(Shape labeling records)

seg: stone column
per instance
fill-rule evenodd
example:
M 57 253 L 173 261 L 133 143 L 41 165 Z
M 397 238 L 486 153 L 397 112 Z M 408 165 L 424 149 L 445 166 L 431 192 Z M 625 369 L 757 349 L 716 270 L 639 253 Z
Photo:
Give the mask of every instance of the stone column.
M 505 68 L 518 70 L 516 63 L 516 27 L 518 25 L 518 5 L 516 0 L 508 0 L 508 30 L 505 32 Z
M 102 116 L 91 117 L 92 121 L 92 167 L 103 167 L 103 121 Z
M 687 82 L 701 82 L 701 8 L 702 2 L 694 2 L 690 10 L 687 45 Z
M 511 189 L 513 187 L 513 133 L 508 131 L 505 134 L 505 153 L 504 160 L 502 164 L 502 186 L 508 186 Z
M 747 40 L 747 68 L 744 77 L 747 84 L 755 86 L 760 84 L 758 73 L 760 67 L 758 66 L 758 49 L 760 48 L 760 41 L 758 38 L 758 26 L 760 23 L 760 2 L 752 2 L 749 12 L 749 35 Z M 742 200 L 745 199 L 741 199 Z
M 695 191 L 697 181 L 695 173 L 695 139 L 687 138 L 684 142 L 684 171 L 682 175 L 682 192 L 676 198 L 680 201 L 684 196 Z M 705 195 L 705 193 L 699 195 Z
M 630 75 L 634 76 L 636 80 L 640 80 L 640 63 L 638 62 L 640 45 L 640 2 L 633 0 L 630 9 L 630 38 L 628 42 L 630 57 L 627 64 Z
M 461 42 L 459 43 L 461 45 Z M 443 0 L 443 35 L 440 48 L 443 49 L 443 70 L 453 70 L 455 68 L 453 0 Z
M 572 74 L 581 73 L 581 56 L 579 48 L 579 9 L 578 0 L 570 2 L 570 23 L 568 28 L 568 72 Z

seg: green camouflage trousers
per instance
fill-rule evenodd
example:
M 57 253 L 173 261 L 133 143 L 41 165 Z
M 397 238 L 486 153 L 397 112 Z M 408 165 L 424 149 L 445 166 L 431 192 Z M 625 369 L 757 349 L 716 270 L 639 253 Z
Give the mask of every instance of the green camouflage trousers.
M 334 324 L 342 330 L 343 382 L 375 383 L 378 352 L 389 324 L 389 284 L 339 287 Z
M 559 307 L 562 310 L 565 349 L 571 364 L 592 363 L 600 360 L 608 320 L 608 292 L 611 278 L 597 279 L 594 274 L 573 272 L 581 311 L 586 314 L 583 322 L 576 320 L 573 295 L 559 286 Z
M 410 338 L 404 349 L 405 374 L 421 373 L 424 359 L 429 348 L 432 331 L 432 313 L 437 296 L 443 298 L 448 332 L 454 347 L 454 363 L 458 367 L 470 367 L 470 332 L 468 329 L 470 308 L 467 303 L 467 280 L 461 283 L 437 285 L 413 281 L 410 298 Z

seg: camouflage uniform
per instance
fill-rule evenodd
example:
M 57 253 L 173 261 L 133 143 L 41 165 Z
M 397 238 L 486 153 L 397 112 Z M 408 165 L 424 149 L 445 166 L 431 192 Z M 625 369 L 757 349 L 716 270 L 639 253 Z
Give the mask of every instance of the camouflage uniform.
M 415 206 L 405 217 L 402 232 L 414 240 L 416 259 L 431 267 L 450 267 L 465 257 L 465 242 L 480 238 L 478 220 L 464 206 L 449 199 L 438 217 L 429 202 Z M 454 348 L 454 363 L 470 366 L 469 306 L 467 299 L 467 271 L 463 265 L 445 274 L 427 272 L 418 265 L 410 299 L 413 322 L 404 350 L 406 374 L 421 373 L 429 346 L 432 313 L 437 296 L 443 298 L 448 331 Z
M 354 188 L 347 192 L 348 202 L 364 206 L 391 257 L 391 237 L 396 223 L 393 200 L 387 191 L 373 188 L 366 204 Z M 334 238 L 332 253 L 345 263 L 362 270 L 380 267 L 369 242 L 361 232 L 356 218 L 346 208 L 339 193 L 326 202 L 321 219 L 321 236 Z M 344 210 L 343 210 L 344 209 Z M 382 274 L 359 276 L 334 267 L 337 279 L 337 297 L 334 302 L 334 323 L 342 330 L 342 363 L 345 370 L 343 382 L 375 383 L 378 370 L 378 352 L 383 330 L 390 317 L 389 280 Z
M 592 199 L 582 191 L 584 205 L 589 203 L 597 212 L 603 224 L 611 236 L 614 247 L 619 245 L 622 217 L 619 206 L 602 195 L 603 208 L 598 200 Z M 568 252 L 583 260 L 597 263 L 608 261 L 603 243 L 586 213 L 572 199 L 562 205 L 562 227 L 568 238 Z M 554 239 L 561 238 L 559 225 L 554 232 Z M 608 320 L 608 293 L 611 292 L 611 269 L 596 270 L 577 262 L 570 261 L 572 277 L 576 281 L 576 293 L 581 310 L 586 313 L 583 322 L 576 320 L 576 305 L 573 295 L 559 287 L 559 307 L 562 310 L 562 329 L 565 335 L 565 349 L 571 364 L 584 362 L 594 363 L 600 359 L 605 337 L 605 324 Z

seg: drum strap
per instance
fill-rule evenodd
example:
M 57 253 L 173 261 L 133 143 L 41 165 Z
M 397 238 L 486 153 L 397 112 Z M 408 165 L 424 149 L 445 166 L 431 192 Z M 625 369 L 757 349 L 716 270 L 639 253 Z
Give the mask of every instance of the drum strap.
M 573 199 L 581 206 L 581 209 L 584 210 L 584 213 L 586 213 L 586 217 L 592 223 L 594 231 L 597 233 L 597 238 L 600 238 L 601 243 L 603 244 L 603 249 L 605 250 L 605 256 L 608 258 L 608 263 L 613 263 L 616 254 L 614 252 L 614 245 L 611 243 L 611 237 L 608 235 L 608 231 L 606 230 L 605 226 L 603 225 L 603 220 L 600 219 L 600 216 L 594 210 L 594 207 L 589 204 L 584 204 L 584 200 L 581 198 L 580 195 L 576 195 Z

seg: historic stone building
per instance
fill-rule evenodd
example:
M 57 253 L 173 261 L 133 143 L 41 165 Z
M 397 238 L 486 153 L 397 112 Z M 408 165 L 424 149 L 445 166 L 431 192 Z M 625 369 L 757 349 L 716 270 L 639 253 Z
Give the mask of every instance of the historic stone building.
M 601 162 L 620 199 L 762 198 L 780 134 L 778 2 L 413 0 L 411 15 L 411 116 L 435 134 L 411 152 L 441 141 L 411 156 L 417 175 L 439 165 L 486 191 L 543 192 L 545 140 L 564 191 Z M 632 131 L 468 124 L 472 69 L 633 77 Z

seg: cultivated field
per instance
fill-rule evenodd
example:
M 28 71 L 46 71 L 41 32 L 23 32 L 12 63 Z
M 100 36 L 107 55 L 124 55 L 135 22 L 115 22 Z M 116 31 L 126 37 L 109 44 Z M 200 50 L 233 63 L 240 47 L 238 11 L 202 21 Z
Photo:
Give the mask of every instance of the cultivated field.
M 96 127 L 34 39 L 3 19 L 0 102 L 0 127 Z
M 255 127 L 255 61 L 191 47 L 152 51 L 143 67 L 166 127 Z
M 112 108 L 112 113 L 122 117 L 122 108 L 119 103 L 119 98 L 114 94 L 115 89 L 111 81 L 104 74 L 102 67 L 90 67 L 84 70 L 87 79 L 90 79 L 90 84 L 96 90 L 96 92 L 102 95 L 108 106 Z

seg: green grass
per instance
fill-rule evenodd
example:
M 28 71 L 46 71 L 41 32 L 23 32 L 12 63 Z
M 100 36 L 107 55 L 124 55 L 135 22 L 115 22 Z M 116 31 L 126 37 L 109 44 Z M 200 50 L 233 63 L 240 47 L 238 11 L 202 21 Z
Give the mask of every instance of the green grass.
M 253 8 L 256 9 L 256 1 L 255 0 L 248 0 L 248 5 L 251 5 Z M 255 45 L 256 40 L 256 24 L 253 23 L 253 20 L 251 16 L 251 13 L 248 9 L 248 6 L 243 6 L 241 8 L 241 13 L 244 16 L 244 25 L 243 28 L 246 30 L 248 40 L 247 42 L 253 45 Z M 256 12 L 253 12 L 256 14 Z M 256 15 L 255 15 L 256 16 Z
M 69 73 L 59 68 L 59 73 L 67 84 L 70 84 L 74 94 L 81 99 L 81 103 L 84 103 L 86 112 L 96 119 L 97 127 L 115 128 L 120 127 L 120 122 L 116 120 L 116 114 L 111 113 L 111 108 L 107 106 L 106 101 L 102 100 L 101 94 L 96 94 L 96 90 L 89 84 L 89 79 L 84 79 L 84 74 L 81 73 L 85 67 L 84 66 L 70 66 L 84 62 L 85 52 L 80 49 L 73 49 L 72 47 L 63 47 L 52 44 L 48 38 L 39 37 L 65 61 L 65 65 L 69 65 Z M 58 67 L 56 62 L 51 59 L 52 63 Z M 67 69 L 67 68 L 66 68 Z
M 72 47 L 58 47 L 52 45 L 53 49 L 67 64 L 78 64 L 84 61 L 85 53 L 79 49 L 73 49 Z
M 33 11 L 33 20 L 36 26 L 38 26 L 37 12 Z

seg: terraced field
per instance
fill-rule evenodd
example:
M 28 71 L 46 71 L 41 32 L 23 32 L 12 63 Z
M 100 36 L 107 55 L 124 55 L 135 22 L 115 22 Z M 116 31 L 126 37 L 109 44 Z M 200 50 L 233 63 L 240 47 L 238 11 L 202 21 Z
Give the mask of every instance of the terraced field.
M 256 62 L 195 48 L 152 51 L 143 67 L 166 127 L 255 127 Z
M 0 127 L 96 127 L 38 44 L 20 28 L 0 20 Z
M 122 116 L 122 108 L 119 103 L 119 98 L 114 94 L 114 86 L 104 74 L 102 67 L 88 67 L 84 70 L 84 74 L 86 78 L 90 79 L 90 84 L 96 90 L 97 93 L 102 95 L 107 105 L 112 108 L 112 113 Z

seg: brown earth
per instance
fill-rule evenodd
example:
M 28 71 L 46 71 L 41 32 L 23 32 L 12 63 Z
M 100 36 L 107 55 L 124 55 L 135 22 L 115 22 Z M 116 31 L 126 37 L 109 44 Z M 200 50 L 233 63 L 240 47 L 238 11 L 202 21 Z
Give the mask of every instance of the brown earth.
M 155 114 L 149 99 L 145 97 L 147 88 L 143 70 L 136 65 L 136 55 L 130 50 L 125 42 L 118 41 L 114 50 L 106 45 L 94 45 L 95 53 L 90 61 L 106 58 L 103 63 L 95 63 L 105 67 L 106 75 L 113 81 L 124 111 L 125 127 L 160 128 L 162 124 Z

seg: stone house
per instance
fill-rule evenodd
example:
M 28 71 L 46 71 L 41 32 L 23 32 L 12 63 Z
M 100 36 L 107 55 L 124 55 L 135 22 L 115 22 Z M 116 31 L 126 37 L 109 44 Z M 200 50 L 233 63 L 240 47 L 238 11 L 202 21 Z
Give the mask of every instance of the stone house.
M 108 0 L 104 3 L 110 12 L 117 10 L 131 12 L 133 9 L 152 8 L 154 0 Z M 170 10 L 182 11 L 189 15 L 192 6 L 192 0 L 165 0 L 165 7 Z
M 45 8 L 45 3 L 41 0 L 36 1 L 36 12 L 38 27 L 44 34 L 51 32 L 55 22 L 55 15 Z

GIVEN EXERCISE - In the records above, return only the line that contains "seg: terraced field" and every line after it through the last, exactly as they appear.

RESPONSE TO THIS TASK -
seg: terraced field
per instance
fill-rule evenodd
example:
M 28 71 L 46 71 L 41 32 L 23 32 L 12 63 Z
M 100 36 L 107 55 L 124 55 L 135 22 L 115 22 Z M 116 31 L 126 37 L 109 44 Z M 200 50 L 233 63 L 240 47 L 238 11 L 202 21 Z
Give the mask of every instance of the terraced field.
M 256 62 L 195 48 L 152 51 L 143 67 L 166 127 L 255 127 Z
M 0 127 L 96 127 L 38 44 L 20 28 L 0 20 Z
M 122 116 L 122 108 L 119 103 L 119 98 L 114 94 L 114 86 L 104 74 L 102 67 L 88 67 L 84 70 L 84 74 L 86 78 L 90 79 L 90 84 L 96 90 L 97 93 L 102 95 L 107 105 L 112 108 L 112 113 Z

seg: brown earth
per instance
fill-rule evenodd
example:
M 28 71 L 46 71 L 41 32 L 23 32 L 12 63 Z
M 100 36 L 107 55 L 124 55 L 135 22 L 115 22 Z M 116 31 L 126 37 L 109 44 Z M 200 50 L 233 63 L 240 47 L 238 11 L 202 21 Z
Give the mask of every instance of the brown earth.
M 155 114 L 149 99 L 145 97 L 147 88 L 143 70 L 136 65 L 136 55 L 130 50 L 125 42 L 118 41 L 114 50 L 106 45 L 94 45 L 95 53 L 90 61 L 106 58 L 103 63 L 95 63 L 105 67 L 106 75 L 113 81 L 124 111 L 125 127 L 160 128 L 162 124 Z

seg: stone house
per instance
fill-rule evenodd
example:
M 28 71 L 46 71 L 41 32 L 23 32 L 12 63 Z
M 100 36 L 107 55 L 124 55 L 135 22 L 115 22 Z M 116 31 L 126 37 L 109 44 Z M 200 50 L 233 63 L 240 47 L 238 11 L 202 21 Z
Give the mask of every instance of the stone house.
M 108 0 L 104 3 L 110 12 L 117 10 L 131 12 L 133 9 L 152 8 L 154 0 Z M 170 10 L 182 11 L 189 15 L 192 6 L 192 0 L 165 0 L 165 7 Z
M 45 8 L 45 3 L 41 0 L 36 1 L 36 12 L 38 27 L 44 34 L 51 32 L 55 22 L 55 15 Z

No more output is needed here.